◆ Available data:
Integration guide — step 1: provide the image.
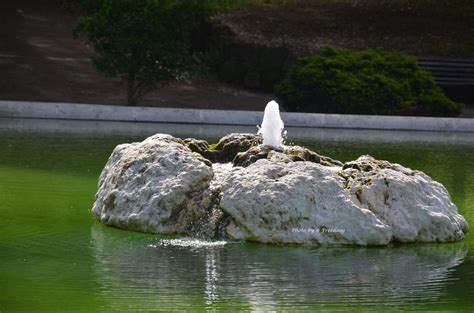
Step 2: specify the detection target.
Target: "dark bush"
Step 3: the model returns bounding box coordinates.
[275,47,463,116]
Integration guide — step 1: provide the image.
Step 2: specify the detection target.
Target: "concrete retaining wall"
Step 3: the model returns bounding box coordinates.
[0,101,474,132]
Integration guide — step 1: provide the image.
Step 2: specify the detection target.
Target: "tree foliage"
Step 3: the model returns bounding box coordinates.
[77,0,216,105]
[275,47,463,116]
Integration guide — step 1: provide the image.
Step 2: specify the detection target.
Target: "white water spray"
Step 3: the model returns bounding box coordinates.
[258,100,285,149]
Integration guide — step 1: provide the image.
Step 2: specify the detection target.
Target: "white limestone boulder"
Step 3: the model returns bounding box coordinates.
[220,159,392,245]
[341,156,469,242]
[92,134,469,245]
[92,134,213,233]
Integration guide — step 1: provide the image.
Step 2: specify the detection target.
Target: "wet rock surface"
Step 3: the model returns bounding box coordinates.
[92,134,468,245]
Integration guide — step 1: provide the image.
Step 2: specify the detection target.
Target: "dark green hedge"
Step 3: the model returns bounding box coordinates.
[275,47,463,116]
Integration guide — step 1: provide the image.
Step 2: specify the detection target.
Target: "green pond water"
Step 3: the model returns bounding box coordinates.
[0,119,474,313]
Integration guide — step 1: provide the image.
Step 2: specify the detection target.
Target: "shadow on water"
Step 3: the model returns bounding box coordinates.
[91,224,468,311]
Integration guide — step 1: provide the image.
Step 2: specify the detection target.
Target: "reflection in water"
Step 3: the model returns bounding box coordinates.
[91,224,467,311]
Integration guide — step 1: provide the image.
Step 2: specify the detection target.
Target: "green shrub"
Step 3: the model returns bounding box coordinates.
[76,0,219,105]
[275,47,463,116]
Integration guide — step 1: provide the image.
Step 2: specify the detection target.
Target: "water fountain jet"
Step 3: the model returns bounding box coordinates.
[258,100,285,150]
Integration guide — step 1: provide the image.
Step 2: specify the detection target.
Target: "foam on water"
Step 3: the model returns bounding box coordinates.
[149,238,227,248]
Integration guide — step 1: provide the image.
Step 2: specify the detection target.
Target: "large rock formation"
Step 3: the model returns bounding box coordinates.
[92,134,468,245]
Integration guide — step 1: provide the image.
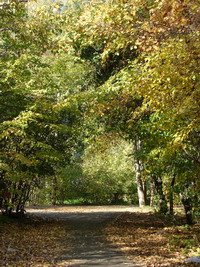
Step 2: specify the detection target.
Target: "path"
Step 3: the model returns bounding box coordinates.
[27,206,141,267]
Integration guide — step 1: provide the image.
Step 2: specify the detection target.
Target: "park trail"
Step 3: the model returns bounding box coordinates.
[27,206,142,267]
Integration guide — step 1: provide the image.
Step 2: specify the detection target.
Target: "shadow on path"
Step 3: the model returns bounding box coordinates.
[27,207,142,267]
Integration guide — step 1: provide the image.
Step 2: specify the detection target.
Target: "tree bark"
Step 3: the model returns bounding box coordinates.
[180,194,194,225]
[150,178,155,207]
[169,175,176,215]
[133,140,146,207]
[153,176,168,214]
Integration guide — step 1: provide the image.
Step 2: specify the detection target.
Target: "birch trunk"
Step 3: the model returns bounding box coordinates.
[133,140,146,207]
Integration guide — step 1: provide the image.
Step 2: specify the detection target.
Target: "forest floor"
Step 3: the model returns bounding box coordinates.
[0,206,200,267]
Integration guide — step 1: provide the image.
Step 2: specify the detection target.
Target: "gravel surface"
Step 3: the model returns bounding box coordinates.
[26,206,142,267]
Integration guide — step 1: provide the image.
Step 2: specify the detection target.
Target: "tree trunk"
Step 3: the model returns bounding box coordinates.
[153,176,168,214]
[52,176,58,205]
[150,178,155,207]
[180,194,194,225]
[169,175,176,215]
[133,140,146,207]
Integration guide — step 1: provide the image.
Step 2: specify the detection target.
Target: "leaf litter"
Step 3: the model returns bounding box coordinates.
[106,212,200,267]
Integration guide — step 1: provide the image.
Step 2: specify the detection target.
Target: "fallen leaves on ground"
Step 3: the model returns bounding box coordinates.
[0,217,68,267]
[106,212,200,267]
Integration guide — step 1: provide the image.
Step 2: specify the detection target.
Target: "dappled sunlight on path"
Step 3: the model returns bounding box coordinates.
[27,206,142,267]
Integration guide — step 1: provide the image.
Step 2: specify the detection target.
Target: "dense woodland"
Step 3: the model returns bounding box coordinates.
[0,0,200,224]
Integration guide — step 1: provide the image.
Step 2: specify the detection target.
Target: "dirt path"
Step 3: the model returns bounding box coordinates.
[27,206,142,267]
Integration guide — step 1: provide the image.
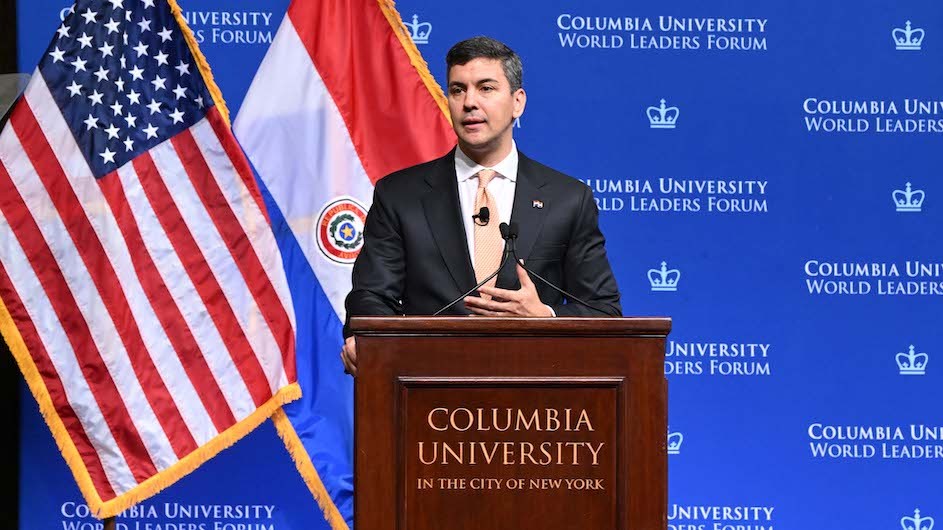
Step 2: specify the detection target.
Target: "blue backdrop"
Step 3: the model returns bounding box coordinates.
[18,0,943,530]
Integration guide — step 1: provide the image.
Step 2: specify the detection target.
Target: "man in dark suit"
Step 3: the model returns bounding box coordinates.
[341,37,622,374]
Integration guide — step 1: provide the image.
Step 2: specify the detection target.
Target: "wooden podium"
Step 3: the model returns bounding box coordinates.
[350,317,671,530]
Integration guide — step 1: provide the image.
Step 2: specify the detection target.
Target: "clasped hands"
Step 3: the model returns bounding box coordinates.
[341,264,553,376]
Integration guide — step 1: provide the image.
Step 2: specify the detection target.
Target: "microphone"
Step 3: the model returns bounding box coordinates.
[472,206,490,225]
[499,223,608,314]
[432,221,512,317]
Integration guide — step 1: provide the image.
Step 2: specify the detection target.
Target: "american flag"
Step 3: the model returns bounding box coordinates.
[0,0,299,517]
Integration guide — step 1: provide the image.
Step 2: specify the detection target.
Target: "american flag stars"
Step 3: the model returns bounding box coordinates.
[39,0,212,177]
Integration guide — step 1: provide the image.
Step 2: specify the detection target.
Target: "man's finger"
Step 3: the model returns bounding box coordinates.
[478,286,520,301]
[465,296,509,312]
[517,260,534,289]
[468,306,507,317]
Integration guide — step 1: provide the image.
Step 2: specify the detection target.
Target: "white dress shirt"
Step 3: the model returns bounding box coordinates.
[455,140,518,259]
[455,140,557,317]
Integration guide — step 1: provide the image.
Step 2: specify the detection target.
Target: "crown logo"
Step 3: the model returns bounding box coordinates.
[893,182,926,212]
[891,20,925,50]
[900,510,933,530]
[895,344,930,375]
[648,261,681,291]
[646,99,681,129]
[403,15,432,44]
[668,432,684,455]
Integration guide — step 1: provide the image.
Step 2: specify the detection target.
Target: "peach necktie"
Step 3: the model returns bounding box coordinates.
[474,169,504,287]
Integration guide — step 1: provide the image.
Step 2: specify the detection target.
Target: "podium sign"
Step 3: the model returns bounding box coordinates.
[352,318,670,530]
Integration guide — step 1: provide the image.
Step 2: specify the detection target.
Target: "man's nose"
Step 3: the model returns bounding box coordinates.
[462,90,478,110]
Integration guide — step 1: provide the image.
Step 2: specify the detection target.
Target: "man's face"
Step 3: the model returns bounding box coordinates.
[448,58,527,158]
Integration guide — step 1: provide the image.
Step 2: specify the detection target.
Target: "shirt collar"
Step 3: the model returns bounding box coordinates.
[455,140,519,182]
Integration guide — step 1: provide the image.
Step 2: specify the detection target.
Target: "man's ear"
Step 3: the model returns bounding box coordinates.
[511,88,527,118]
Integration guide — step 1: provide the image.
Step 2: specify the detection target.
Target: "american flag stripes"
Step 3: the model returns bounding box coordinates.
[0,0,300,517]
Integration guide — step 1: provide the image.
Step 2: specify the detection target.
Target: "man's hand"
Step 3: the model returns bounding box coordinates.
[465,264,553,317]
[341,337,357,377]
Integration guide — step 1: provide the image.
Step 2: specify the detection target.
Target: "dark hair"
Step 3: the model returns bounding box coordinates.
[445,36,524,93]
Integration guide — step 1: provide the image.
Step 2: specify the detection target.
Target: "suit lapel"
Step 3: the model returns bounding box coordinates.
[422,149,475,292]
[497,152,550,289]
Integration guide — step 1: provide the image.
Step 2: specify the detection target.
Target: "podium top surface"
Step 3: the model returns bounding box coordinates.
[350,316,671,337]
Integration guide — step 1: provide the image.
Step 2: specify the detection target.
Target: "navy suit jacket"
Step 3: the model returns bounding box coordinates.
[345,149,622,336]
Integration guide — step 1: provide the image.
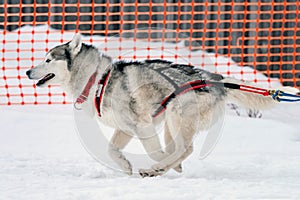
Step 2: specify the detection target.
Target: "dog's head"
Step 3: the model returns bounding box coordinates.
[26,34,82,87]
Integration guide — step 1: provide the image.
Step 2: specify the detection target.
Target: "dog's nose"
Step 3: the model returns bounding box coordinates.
[26,70,31,77]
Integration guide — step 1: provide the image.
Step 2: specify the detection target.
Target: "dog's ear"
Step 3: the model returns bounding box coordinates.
[69,33,82,56]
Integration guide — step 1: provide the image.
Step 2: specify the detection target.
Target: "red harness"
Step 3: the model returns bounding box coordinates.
[75,70,110,117]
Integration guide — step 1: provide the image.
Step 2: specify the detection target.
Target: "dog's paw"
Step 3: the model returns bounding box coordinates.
[139,169,164,178]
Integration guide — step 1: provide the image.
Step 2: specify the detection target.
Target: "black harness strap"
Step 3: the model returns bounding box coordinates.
[94,70,110,117]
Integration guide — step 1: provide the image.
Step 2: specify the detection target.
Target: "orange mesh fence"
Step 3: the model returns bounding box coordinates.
[0,0,300,105]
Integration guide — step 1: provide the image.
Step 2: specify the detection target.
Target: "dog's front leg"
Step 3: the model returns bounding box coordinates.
[108,129,132,175]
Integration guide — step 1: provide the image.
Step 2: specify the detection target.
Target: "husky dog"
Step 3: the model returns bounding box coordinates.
[26,35,274,177]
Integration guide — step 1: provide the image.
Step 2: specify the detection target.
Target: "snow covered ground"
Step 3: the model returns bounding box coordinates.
[0,104,300,200]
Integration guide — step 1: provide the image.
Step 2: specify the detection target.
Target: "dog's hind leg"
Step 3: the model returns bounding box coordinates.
[140,105,199,177]
[164,123,182,173]
[108,129,132,175]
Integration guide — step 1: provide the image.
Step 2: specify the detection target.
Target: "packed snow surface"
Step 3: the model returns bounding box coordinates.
[0,104,300,200]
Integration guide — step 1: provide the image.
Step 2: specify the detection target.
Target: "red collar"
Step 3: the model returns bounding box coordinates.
[75,70,110,117]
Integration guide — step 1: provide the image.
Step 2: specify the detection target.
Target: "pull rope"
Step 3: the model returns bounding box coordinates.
[269,90,300,102]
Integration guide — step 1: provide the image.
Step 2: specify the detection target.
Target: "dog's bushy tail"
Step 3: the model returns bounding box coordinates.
[221,78,276,110]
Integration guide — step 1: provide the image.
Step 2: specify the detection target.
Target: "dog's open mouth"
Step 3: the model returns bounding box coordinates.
[36,73,55,86]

◆ Exercise: Transcribe the records verbatim from their first line through the line that contains "[92,134,213,233]", including that line, and omit the pictures from your answer.

◆ Reply to the task:
Integration guide — step 1: provide the image.
Step 2: specify the detection target.
Target: "dark bush"
Step 3: the model returns bounding box coordinates.
[275,47,463,116]
Integration guide — step 1: provide the image.
Step 2: specify the detection target.
Target: "concrete retaining wall"
Step 3: the model returns bounding box coordinates.
[0,101,474,132]
Integration guide — step 1: provide the image.
Step 2: specify the detection target.
Target: "tree foliage"
Step 3: the model returns bounding box coordinates.
[77,0,216,105]
[275,47,463,116]
Integration guide — step 1: provide the image.
Step 2: specify the detection target.
Target: "white water spray"
Step 3: the model returns bounding box coordinates.
[258,100,285,149]
Integration guide — step 1: provide the image.
Step 2: specify the detection target.
Target: "white limestone boulder"
Step 3: the model returns bounding box coordinates.
[220,159,392,245]
[341,156,469,242]
[92,134,469,245]
[92,134,213,233]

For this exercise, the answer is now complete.